Challenges =
- A) According to the passage on Plato's Socrates, what does Bertrand Russell say throws doubt on Plato as a historian?
- B) Resume the passage on Plato's Socrates and continue it from its final sentence.

In this single passage Nietzsche provides a link between Socrates and Plato, explaining the connection the old genius has with the young genius, but exactly because the student is a genius, he cannot be a follower, a parasitic vine around the old mighty tree, to use the Cartesian metaphor. Therefore, it is highly unlikely for this student to imitate his teacher, but far likelier for him to put his own words in the teacher’s mouth, and thus to create a Platonic Socrates, who tells us more about Plato than about Socrates.

As for us, we shall be talking about Plato in his proper place, but so far we are interested in his Socrates. It remains for us in this entry to dwell as briefly as possible on that artificial person, Plato’s creatura. In this regard, it is interesting to read what Bertrand Russell says about Plato’s Socratic problem: In addition to being a philosopher, he (Plato) is an imaginative writer of great genius and charm. No one supposes, and he himself does not seriously pretend that the conversations in his dialogues took place just as he records them. (!) Nevertheless, at any rate in the earlier dialogues, the conversation is completely natural and the characters quite convincing. It is the excellence of Plato as a writer of fiction that throws doubt on him as a historian. His Socrates is a consistent and extraordinarily interesting character far beyond the power of most men to invent; but I think that Plato could have invented him. Whether he did so is, of course, another question.

Dataset excerpt =
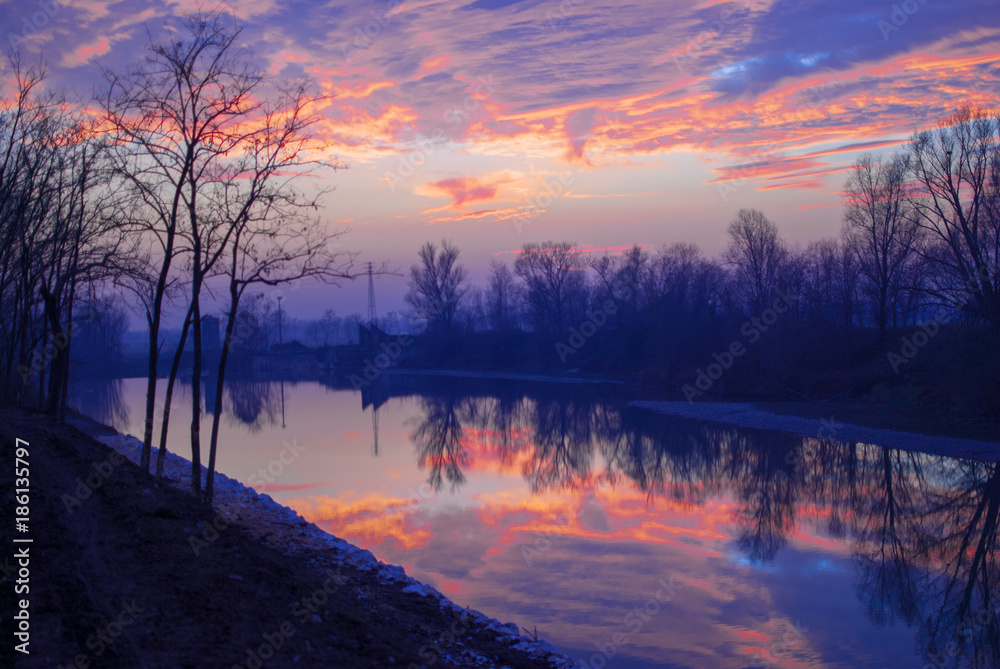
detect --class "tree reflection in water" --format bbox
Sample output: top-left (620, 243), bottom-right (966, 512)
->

Outputs =
- A) The excellence of Plato as a writer of fiction.

- B)
Here are a few more features of Socrates, through the eyes of Plato’s mind given here in Bertrand Russell’s summary:

(Plato’s) Apology gives a clear picture of a man very sure of himself, high-minded, indifferent to worldly success, believing that he is guided by a divine voice (daimonion), and persuaded that clear thinking is the prerequisite for right living. He is not troubled, like the Christians, by fears of eternal torment: he has no doubt that his life in the next world will be a happy one. Everyone agrees that he was very ugly, he always dressed in shabby old clothes, and went barefoot. His indifference to heat and cold, hunger and thirst, was amazing to everyone. His mastery over bodily passions is constantly stressed. He seldom drank wine, but when he did, he could out-drink anybody; no one had ever seen him drunk. In love, he remained Platonic, if Plato is speaking the truth. He was the perfect Orphic saint: in the dualism of heavenly soul and earthly body. His indifference to death at the last is the final proof of this mastery. At the same time, he is not the orthodox Orphic; it is only the fundamental doctrines that he accepts, not the superstitions and ceremonies of purification.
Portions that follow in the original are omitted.